- Exercise objective -
Quote every entry word for word.
--- begin ---
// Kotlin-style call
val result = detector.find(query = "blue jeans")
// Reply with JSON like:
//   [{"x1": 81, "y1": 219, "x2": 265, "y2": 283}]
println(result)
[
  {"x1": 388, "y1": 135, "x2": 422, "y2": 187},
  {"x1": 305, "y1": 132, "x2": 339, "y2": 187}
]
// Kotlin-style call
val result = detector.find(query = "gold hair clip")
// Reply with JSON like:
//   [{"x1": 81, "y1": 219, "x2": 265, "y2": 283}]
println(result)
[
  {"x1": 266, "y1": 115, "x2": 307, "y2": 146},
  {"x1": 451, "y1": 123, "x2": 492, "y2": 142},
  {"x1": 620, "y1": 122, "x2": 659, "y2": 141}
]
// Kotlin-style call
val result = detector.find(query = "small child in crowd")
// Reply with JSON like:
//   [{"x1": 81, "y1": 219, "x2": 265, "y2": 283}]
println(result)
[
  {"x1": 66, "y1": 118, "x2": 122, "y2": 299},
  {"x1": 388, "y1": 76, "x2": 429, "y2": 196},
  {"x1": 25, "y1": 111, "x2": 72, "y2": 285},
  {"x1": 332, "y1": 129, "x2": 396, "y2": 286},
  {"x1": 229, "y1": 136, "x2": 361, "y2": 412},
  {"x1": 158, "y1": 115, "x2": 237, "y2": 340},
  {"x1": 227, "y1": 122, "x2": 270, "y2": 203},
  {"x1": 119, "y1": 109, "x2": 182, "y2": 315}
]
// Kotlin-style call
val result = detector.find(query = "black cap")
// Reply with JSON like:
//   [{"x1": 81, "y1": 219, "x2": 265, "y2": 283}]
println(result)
--- end ---
- Full output -
// Kotlin-style call
val result = detector.find(query = "blue jeans")
// Reply with JSON like:
//   [{"x1": 81, "y1": 219, "x2": 265, "y2": 283}]
println(result)
[
  {"x1": 388, "y1": 135, "x2": 422, "y2": 187},
  {"x1": 305, "y1": 132, "x2": 339, "y2": 187}
]
// Kotlin-style call
val result = detector.find(query = "gold hair clip")
// Reply with JSON like:
//   [{"x1": 81, "y1": 219, "x2": 265, "y2": 283}]
println(result)
[
  {"x1": 266, "y1": 115, "x2": 307, "y2": 146},
  {"x1": 451, "y1": 123, "x2": 492, "y2": 142},
  {"x1": 620, "y1": 122, "x2": 659, "y2": 141}
]
// Kotlin-style call
val result = detector.find(query = "small child in crowd")
// Reply with JSON like:
//   [{"x1": 81, "y1": 219, "x2": 265, "y2": 283}]
println(result)
[
  {"x1": 66, "y1": 118, "x2": 122, "y2": 299},
  {"x1": 388, "y1": 76, "x2": 429, "y2": 196},
  {"x1": 25, "y1": 111, "x2": 72, "y2": 285},
  {"x1": 332, "y1": 129, "x2": 396, "y2": 286},
  {"x1": 229, "y1": 136, "x2": 361, "y2": 412},
  {"x1": 158, "y1": 115, "x2": 237, "y2": 340},
  {"x1": 227, "y1": 122, "x2": 270, "y2": 203},
  {"x1": 119, "y1": 109, "x2": 182, "y2": 315}
]
// Kotlin-style call
val result = detector.find(query = "black cap")
// Reply with JSON like:
//   [{"x1": 81, "y1": 219, "x2": 265, "y2": 283}]
println(result)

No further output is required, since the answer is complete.